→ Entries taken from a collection

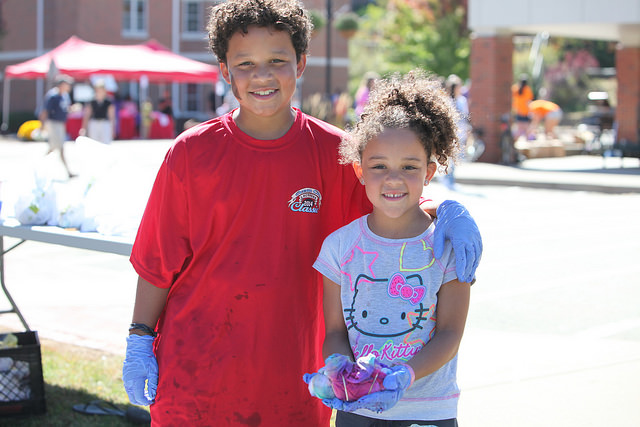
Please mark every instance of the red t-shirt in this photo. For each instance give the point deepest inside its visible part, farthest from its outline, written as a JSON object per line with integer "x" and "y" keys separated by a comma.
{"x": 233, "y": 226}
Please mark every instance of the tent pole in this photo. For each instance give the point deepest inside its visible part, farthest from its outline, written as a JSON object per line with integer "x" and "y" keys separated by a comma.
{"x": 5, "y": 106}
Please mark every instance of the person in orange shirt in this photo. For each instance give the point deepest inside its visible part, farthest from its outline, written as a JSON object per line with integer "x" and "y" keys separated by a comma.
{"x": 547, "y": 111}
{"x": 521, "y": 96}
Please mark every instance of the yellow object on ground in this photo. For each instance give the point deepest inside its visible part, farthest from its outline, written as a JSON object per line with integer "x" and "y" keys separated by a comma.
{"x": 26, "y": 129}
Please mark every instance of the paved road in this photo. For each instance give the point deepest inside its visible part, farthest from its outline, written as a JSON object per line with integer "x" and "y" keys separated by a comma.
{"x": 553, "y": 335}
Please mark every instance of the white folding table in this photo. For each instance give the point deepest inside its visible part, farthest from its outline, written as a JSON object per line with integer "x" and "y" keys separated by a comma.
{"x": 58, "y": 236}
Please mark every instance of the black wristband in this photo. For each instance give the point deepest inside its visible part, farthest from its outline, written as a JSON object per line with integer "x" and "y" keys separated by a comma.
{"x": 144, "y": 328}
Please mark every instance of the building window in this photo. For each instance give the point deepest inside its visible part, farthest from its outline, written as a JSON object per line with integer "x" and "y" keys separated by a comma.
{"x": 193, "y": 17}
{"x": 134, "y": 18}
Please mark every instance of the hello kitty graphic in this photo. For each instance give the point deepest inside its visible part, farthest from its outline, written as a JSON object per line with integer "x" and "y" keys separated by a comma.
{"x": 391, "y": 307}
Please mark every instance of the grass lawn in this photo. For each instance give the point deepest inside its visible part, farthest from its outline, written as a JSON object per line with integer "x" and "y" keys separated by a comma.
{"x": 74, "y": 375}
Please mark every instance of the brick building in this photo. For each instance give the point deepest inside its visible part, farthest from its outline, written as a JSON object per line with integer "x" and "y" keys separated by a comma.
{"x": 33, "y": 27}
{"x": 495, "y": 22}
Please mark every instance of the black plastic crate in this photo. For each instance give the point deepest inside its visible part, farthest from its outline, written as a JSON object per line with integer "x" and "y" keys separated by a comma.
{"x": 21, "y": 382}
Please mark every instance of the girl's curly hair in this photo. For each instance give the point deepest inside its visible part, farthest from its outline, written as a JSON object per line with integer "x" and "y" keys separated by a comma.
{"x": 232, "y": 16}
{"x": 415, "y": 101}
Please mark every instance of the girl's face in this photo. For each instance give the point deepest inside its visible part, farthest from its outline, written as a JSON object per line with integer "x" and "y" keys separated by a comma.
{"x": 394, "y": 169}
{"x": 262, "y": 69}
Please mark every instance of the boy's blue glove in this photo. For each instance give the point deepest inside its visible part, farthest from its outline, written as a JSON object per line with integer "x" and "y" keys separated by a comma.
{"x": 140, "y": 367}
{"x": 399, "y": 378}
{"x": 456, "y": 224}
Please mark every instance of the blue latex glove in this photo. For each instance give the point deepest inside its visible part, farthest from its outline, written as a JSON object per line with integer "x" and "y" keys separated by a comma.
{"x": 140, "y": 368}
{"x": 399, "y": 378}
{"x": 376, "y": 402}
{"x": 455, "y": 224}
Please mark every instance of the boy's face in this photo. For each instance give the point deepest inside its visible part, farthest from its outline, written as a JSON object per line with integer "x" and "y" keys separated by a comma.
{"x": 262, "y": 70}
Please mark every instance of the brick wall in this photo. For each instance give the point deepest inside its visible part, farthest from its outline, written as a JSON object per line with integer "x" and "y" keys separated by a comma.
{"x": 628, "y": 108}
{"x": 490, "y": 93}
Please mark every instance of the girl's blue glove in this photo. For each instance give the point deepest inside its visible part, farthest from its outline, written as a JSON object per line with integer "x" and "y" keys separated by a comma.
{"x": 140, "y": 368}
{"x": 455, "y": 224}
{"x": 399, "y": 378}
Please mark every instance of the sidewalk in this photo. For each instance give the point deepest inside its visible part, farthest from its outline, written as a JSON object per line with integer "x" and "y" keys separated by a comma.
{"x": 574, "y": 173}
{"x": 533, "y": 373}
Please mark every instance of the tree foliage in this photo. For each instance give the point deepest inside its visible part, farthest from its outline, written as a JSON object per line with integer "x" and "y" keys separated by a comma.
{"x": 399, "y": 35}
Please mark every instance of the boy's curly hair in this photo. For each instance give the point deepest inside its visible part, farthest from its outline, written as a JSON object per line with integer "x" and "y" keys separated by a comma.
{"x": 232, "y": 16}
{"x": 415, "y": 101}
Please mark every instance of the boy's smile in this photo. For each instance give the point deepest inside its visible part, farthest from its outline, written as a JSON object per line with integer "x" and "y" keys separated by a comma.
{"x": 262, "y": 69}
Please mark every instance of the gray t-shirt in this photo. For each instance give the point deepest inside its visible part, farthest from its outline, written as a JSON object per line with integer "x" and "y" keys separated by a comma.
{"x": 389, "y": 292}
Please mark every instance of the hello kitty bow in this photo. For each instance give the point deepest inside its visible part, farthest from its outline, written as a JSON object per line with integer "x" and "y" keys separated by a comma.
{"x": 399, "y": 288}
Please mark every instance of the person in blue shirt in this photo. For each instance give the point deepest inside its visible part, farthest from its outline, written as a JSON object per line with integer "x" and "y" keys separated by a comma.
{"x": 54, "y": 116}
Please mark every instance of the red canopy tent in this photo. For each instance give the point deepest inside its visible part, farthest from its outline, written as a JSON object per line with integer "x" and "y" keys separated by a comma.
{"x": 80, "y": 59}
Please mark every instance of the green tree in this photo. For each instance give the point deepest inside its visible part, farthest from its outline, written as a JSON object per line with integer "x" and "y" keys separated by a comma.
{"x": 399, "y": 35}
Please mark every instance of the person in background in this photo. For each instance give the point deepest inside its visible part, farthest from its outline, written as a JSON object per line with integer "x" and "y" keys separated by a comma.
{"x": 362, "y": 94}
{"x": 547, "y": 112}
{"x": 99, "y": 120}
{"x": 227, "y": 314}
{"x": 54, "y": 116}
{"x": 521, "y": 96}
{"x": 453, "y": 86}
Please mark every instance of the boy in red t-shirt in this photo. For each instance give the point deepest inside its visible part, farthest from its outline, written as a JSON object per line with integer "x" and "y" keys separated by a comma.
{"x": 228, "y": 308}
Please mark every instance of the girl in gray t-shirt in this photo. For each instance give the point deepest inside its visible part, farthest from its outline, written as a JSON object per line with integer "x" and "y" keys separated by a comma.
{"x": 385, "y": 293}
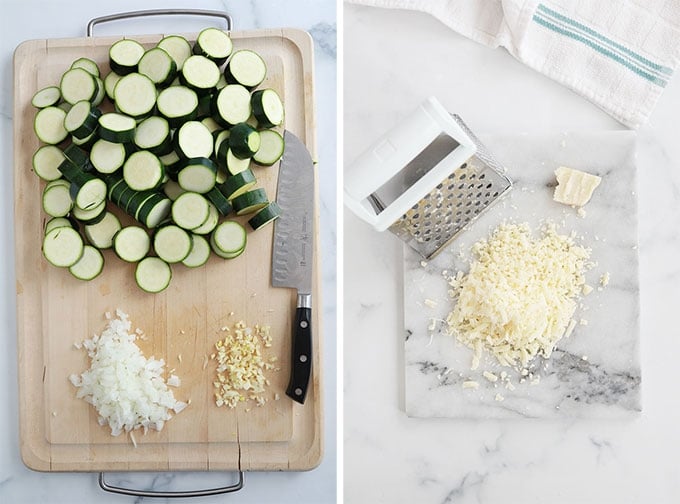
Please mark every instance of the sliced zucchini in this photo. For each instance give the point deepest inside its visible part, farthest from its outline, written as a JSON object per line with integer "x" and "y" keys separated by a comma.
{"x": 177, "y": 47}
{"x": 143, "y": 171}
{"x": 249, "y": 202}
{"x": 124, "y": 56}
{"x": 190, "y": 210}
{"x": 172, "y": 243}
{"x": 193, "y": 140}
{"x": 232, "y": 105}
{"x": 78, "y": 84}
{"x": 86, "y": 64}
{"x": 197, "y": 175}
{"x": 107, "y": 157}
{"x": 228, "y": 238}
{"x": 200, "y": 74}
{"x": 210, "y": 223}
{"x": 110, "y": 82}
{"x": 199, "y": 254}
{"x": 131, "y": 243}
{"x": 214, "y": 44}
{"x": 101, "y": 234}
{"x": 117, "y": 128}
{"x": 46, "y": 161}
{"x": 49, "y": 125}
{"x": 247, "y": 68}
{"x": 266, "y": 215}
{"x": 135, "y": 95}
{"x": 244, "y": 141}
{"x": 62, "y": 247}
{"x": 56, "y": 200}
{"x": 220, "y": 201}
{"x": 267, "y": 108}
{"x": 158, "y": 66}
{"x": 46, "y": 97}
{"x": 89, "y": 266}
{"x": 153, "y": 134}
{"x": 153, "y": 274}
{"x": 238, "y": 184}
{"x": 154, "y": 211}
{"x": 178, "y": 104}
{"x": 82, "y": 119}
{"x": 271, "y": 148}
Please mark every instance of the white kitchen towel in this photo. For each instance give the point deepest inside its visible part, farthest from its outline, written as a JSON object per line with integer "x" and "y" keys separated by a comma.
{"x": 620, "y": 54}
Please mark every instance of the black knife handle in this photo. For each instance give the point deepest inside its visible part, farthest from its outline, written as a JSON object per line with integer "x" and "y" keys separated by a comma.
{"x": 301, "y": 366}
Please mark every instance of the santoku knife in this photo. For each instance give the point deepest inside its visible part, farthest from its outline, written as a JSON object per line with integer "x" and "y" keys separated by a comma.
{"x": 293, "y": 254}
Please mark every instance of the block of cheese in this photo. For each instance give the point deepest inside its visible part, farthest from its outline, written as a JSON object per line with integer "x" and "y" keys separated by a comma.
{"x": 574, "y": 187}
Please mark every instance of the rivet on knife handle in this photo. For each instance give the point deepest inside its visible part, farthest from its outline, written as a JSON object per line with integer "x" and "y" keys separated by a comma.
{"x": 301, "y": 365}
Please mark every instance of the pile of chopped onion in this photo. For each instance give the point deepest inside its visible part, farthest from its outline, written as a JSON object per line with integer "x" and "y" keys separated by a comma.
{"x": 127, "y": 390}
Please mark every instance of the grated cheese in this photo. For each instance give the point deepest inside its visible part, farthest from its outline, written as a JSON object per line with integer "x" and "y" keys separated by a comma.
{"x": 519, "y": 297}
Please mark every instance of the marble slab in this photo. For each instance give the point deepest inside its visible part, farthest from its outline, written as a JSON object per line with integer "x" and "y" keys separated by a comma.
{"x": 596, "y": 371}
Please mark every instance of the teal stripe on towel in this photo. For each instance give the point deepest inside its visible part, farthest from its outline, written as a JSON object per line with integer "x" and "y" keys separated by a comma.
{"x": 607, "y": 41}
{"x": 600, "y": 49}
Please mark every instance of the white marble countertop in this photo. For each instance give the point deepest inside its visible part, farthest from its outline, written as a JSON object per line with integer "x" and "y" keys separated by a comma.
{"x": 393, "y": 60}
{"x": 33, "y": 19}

...

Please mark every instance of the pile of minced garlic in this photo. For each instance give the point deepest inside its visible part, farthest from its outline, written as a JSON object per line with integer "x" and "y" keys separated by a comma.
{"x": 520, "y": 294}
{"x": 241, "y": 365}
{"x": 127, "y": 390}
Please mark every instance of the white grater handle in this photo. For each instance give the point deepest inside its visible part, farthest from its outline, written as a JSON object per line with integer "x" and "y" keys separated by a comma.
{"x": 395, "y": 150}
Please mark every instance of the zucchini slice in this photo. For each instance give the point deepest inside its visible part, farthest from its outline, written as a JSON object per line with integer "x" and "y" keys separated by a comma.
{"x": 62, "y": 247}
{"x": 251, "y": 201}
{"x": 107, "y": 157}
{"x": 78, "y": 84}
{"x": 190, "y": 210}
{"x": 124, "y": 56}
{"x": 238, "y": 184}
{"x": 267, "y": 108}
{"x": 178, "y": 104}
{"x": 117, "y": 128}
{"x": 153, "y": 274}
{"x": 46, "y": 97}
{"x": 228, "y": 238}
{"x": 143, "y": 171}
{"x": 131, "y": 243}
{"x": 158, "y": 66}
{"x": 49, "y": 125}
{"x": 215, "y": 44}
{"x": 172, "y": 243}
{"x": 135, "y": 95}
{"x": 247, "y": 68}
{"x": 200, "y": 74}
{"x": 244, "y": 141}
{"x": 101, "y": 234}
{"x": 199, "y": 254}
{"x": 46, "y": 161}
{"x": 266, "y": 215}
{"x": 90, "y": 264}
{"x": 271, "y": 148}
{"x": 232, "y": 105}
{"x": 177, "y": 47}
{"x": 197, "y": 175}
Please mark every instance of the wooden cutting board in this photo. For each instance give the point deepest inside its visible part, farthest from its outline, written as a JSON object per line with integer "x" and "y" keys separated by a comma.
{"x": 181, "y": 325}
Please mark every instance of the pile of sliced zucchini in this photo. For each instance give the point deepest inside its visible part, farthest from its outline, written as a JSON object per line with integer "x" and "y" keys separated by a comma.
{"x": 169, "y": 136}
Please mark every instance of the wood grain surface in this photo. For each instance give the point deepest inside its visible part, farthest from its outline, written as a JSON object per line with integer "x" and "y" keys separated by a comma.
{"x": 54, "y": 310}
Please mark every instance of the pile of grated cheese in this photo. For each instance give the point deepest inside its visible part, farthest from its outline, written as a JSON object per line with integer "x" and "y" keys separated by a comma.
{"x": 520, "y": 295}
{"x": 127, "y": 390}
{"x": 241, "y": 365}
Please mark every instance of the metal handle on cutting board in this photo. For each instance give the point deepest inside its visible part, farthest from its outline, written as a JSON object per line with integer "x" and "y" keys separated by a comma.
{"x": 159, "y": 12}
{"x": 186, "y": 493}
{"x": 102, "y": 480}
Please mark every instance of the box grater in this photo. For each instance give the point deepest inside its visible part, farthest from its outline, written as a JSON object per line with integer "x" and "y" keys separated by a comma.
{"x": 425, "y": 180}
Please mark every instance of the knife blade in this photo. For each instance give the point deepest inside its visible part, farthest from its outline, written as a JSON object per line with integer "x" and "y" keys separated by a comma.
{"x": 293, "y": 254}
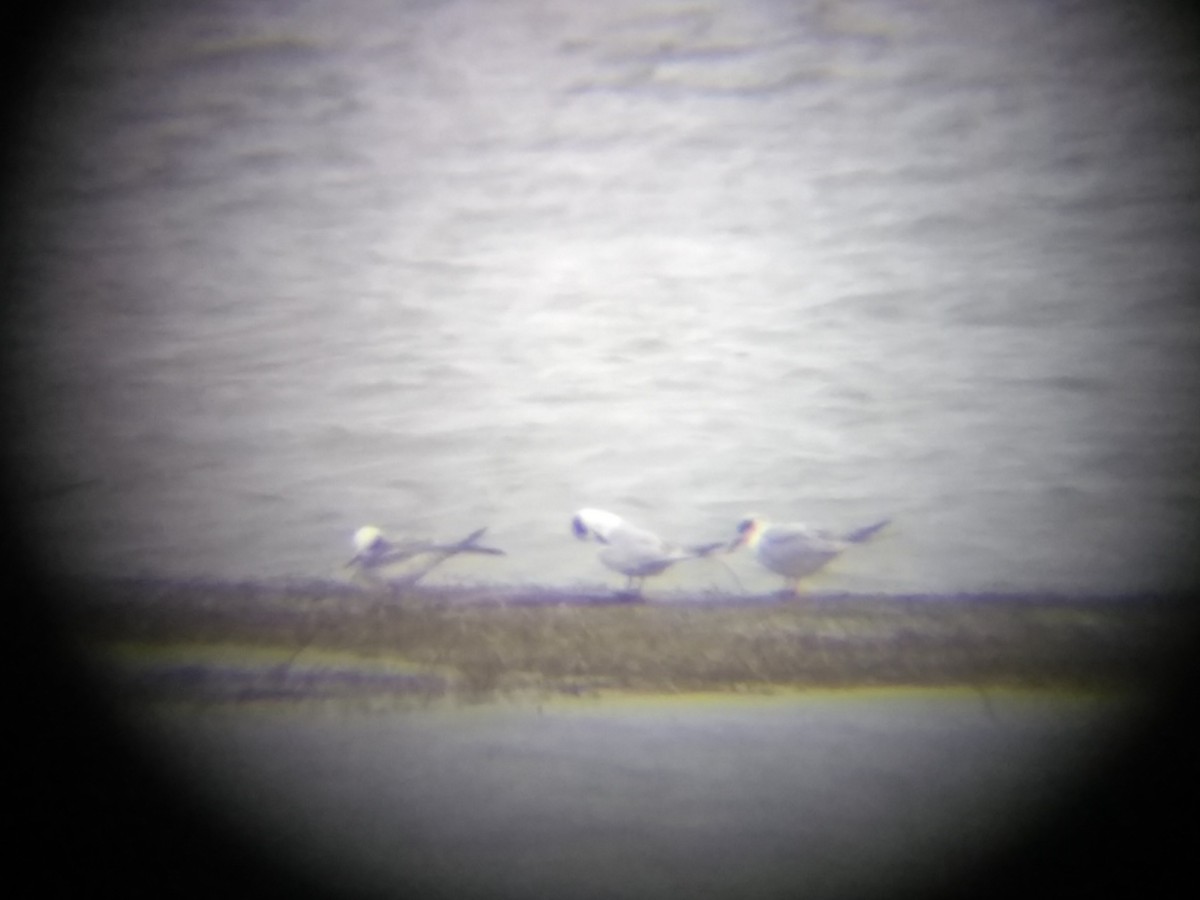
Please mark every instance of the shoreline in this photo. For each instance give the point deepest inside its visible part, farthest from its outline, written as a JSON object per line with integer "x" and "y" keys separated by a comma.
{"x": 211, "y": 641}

* * *

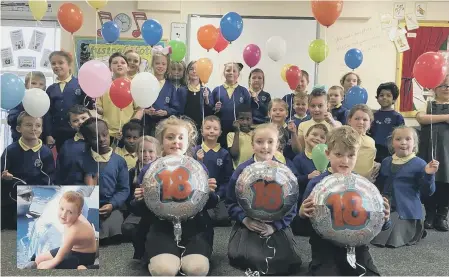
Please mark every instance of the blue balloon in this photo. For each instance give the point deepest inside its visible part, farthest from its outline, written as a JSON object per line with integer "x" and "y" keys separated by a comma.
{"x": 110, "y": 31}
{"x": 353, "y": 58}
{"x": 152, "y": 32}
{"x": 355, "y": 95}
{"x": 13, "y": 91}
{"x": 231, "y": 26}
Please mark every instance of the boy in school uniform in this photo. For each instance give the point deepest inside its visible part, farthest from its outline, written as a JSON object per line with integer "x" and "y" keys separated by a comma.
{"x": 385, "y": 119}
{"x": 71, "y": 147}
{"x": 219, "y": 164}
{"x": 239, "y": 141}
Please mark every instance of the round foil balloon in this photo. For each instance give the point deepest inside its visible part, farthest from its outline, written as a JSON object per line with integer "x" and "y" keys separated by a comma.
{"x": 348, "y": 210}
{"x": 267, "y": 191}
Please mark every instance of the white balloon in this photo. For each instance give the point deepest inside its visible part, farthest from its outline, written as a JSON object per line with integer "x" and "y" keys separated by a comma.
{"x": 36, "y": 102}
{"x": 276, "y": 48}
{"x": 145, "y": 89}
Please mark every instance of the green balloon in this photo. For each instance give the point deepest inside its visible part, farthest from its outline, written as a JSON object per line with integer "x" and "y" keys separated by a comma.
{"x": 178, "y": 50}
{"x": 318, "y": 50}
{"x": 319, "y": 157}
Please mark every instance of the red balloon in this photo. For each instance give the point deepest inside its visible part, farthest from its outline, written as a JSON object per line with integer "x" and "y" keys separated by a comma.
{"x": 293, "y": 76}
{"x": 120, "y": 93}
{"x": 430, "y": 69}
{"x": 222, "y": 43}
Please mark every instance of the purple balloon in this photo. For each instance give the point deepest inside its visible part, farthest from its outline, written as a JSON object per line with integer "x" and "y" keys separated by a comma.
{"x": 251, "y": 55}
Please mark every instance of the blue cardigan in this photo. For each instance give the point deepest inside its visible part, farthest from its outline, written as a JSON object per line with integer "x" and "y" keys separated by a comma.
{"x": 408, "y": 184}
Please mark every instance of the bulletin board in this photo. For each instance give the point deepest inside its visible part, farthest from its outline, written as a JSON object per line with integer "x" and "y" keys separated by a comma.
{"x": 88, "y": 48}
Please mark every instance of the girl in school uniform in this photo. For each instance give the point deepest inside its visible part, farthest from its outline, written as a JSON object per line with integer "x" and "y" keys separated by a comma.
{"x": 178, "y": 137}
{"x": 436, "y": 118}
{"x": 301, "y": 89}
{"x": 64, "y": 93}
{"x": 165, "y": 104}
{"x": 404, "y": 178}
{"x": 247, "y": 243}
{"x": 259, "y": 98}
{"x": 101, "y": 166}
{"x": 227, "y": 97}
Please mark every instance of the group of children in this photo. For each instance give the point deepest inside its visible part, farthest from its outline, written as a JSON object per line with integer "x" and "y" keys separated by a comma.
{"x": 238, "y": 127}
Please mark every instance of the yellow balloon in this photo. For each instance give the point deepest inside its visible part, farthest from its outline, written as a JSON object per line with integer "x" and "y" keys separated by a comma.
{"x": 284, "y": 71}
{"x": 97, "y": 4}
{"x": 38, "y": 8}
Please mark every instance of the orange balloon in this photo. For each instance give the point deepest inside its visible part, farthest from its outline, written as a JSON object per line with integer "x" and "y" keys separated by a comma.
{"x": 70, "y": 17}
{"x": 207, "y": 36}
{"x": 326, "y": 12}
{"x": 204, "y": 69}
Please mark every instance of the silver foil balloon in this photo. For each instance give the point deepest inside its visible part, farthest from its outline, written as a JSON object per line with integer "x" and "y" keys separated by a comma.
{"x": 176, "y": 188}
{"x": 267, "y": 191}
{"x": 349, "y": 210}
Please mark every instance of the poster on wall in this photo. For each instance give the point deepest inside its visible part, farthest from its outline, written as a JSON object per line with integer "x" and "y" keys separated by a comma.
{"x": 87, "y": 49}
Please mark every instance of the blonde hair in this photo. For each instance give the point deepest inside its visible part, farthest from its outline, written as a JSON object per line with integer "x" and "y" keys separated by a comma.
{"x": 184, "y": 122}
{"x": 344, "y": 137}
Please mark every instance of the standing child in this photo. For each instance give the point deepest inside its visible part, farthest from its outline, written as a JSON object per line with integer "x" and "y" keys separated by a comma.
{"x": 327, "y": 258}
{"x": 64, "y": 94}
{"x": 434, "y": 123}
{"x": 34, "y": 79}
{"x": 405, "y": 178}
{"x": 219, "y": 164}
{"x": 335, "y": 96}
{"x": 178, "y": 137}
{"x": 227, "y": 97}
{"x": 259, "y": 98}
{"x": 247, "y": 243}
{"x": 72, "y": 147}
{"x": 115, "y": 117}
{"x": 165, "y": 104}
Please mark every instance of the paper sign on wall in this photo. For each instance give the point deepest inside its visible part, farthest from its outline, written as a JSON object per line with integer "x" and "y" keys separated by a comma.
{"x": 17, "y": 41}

→ Request
Return every line of the records that contains the word "tent".

→ Full response
Please mark every instance of the tent pole in this photo. For each instance give the point deepest inside its visible part, farthest from its outline, written as a JSON object per line with integer "x" and "y" keys separated by a comma.
Please mark every instance of the red canopy tent in this photo. For each instance give the point deepest inside its visible part, farthest from its outline, written as a JSON object per line with integer "x" and "y" keys separated by a comma.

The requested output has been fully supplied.